» GOAL:
How many lines in the listing below contain the word "objects"? Reply with the number alone.

» RECORDS:
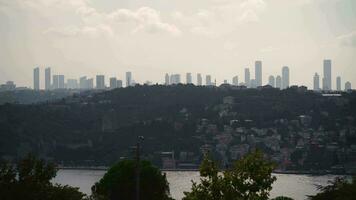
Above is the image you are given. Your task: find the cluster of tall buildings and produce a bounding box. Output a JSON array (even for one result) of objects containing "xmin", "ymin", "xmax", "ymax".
[
  {"xmin": 313, "ymin": 60, "xmax": 351, "ymax": 91},
  {"xmin": 164, "ymin": 72, "xmax": 216, "ymax": 86},
  {"xmin": 33, "ymin": 60, "xmax": 351, "ymax": 91},
  {"xmin": 268, "ymin": 66, "xmax": 290, "ymax": 89},
  {"xmin": 165, "ymin": 60, "xmax": 289, "ymax": 89},
  {"xmin": 33, "ymin": 67, "xmax": 135, "ymax": 90}
]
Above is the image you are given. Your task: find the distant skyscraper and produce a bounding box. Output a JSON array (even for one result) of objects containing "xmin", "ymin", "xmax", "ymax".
[
  {"xmin": 45, "ymin": 67, "xmax": 51, "ymax": 90},
  {"xmin": 116, "ymin": 80, "xmax": 122, "ymax": 88},
  {"xmin": 282, "ymin": 66, "xmax": 289, "ymax": 89},
  {"xmin": 345, "ymin": 81, "xmax": 351, "ymax": 91},
  {"xmin": 323, "ymin": 60, "xmax": 332, "ymax": 90},
  {"xmin": 205, "ymin": 75, "xmax": 212, "ymax": 86},
  {"xmin": 52, "ymin": 75, "xmax": 59, "ymax": 89},
  {"xmin": 232, "ymin": 76, "xmax": 239, "ymax": 86},
  {"xmin": 87, "ymin": 78, "xmax": 94, "ymax": 90},
  {"xmin": 96, "ymin": 75, "xmax": 105, "ymax": 90},
  {"xmin": 164, "ymin": 74, "xmax": 169, "ymax": 85},
  {"xmin": 58, "ymin": 75, "xmax": 66, "ymax": 89},
  {"xmin": 276, "ymin": 76, "xmax": 282, "ymax": 89},
  {"xmin": 126, "ymin": 72, "xmax": 132, "ymax": 87},
  {"xmin": 250, "ymin": 79, "xmax": 257, "ymax": 88},
  {"xmin": 336, "ymin": 76, "xmax": 341, "ymax": 91},
  {"xmin": 33, "ymin": 67, "xmax": 40, "ymax": 90},
  {"xmin": 110, "ymin": 77, "xmax": 117, "ymax": 89},
  {"xmin": 79, "ymin": 76, "xmax": 89, "ymax": 90},
  {"xmin": 314, "ymin": 73, "xmax": 320, "ymax": 91},
  {"xmin": 169, "ymin": 74, "xmax": 180, "ymax": 85},
  {"xmin": 268, "ymin": 76, "xmax": 276, "ymax": 87},
  {"xmin": 186, "ymin": 73, "xmax": 192, "ymax": 84},
  {"xmin": 67, "ymin": 79, "xmax": 78, "ymax": 89},
  {"xmin": 255, "ymin": 60, "xmax": 262, "ymax": 87},
  {"xmin": 197, "ymin": 74, "xmax": 203, "ymax": 86},
  {"xmin": 245, "ymin": 68, "xmax": 250, "ymax": 87}
]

» REPLY:
2